## [Task goal]
The following data is to be repeated exactly, its pictures excluded.

(Saved data entries)

--- --- ---

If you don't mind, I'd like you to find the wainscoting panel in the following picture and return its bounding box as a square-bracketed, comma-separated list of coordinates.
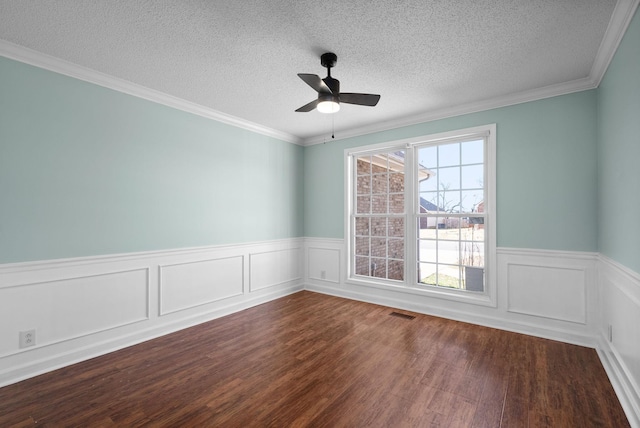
[0, 268, 149, 358]
[497, 248, 596, 338]
[159, 256, 244, 316]
[597, 256, 640, 427]
[0, 239, 303, 387]
[249, 248, 301, 292]
[307, 246, 341, 284]
[506, 263, 586, 323]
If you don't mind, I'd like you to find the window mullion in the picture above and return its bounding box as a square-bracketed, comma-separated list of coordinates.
[405, 145, 416, 286]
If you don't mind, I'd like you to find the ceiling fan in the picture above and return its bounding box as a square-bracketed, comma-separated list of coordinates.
[295, 52, 380, 114]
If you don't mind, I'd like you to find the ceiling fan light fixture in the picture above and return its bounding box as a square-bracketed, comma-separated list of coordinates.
[317, 99, 340, 114]
[295, 52, 379, 113]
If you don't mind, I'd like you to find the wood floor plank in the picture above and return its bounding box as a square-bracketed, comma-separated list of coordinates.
[0, 291, 630, 427]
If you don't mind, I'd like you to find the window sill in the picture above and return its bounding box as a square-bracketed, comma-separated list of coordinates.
[345, 276, 497, 307]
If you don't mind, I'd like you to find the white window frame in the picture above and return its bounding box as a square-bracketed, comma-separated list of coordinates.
[344, 124, 496, 307]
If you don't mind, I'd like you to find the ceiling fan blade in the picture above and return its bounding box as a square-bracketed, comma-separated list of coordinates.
[295, 99, 319, 112]
[340, 93, 381, 106]
[298, 74, 332, 94]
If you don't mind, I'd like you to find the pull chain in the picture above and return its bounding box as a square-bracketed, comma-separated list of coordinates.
[332, 114, 335, 139]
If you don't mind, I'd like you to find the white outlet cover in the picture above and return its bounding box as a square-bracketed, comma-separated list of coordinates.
[19, 329, 36, 348]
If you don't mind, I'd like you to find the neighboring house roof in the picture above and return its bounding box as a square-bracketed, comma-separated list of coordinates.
[419, 197, 442, 212]
[420, 198, 484, 215]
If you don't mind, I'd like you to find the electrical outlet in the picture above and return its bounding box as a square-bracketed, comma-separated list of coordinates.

--- --- ---

## [Solved exercise]
If you don't mind, I'd like you to find the wainscoting panel in the following picture and return its bounding box as a square-bracketed, comma-separated list of coordinates.
[0, 268, 149, 358]
[497, 248, 596, 338]
[159, 256, 244, 316]
[597, 256, 640, 427]
[0, 239, 303, 387]
[249, 248, 301, 292]
[307, 246, 341, 284]
[506, 263, 586, 323]
If you don't mind, I'd like you to find the window mullion in the picture above and return its bounding box as a square-bracketed, comma-separated list of coordinates.
[405, 145, 416, 286]
If you don't mind, I'd like you to find the ceiling fan in the picture above and return its bounding box as a square-bracketed, comma-separated list of coordinates.
[295, 52, 380, 114]
If you don't mind, I'd like you to find the ceiling fan light fixture in the picture above and return its bounding box as a square-bracketed, comma-separated list of coordinates.
[317, 99, 340, 114]
[295, 52, 379, 113]
If you don't mind, I'd like you to find the wood floor plank in the picture above and return its bounding box as a square-bracketed, comma-separated list of coordinates.
[0, 291, 630, 427]
If you don't mind, I'd like you to find the window sill in the picture above and return its bounding box as a square-bracketed, comma-separated list of coordinates.
[345, 276, 497, 307]
If you don't mind, I'd like you to find the white window frame in the picture above and return its bounding box as a square-bracketed, comma-separated list of coordinates.
[344, 124, 496, 307]
If you don't mind, I'd like you to find the ceiling fan blade in the picture above and return its bounding box as a square-bracketed, comma-separated list of coordinates.
[295, 99, 319, 112]
[340, 93, 381, 106]
[298, 74, 332, 94]
If you don't mind, I'd like you to find the pull chain in the picture above and return its bounding box as a square-bracketed, comma-separated list of coordinates.
[332, 114, 335, 139]
If you don't mind, I'd like you to find the white outlet cover in the picture above and return its bounding box as a square-bracketed, comma-separated list of coordinates.
[19, 329, 36, 348]
If you don't mind, I'd like you to find the neighboring house roof in the picture above and return its bounding box as a square-bracketed, comma-separated list of coordinates.
[419, 197, 442, 212]
[420, 198, 484, 215]
If you don't mind, I'd like you to find the electrical outlet in the picture above and return its bounding box as a square-bracketed, comma-separated list of coordinates.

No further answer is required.